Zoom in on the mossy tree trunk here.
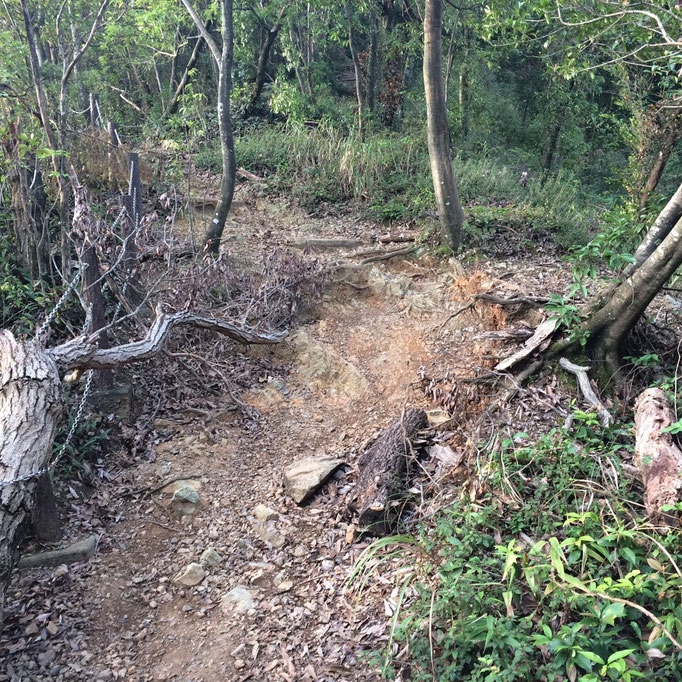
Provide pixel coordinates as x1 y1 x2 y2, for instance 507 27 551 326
424 0 464 251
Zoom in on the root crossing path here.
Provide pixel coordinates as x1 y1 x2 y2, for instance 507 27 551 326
0 202 560 682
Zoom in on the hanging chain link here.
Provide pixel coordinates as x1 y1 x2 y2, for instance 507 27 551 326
0 159 139 489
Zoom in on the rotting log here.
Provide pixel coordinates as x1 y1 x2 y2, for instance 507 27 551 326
634 388 682 526
0 311 286 624
348 407 428 535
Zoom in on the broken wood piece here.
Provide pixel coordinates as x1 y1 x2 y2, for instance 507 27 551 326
293 239 363 249
236 168 266 182
348 407 428 535
379 231 419 244
495 317 559 372
634 388 682 526
559 358 613 426
17 535 98 568
474 293 549 306
360 246 417 265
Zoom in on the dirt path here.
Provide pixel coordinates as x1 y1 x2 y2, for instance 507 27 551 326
0 197 564 682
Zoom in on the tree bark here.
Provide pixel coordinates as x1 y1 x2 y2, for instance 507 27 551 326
0 312 286 622
424 0 464 251
634 388 682 526
182 0 237 254
578 212 682 378
343 0 366 137
639 110 682 209
0 330 62 623
348 407 427 535
166 36 205 116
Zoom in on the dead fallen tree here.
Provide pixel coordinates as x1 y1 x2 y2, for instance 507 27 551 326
0 312 286 622
634 388 682 526
348 407 427 535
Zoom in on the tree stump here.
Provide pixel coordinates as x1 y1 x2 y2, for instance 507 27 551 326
348 407 428 535
634 388 682 526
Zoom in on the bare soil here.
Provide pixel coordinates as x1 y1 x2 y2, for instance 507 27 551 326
0 190 576 682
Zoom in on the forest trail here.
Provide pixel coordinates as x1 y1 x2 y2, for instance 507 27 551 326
8 194 556 682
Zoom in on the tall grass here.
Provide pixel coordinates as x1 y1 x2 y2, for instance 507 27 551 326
197 123 590 243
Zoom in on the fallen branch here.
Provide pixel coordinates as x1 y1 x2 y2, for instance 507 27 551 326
559 358 613 426
293 239 363 249
474 293 549 306
634 388 682 526
360 246 417 265
378 232 419 244
495 317 558 372
348 407 427 534
0 311 286 623
236 168 267 182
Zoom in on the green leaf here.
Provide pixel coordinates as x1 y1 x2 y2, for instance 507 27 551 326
600 602 625 625
602 649 637 663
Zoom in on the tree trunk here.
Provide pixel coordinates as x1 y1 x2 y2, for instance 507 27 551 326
246 5 287 114
344 0 365 138
204 0 237 254
166 36 205 115
367 11 381 115
424 0 464 251
348 407 427 535
0 330 62 623
21 0 70 276
639 112 682 209
634 388 682 526
0 312 286 623
579 212 682 378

++++++

Repeat the lines of the records from the one with "Zoom in on the fallen branch here." through the end of the records, swapping "Zoom in on" for "Focus on" and leaving everything else unchanged.

* [EXERCISE RESULT]
Focus on the fallen branch here.
Provide pixel coordinates as x1 y1 x2 y2, for instance 507 27 551 326
559 358 613 426
293 239 363 249
474 293 549 306
634 388 682 526
360 246 417 265
378 232 419 244
495 317 558 372
348 407 427 534
0 311 286 623
236 168 267 182
Focus on the green leaf here.
Provide pixel coordinates as x1 y1 x2 y2, for instance 507 27 551 326
600 602 625 625
602 649 637 663
Focus on the tree trunk here.
Provide pixel coordinates as x1 y1 x2 y2, for instance 507 27 551 326
246 5 287 114
344 0 365 138
204 0 237 254
166 36 205 115
367 11 381 115
424 0 464 251
348 407 427 535
0 330 62 623
21 0 70 276
639 112 682 209
634 388 682 526
0 312 286 623
579 212 682 378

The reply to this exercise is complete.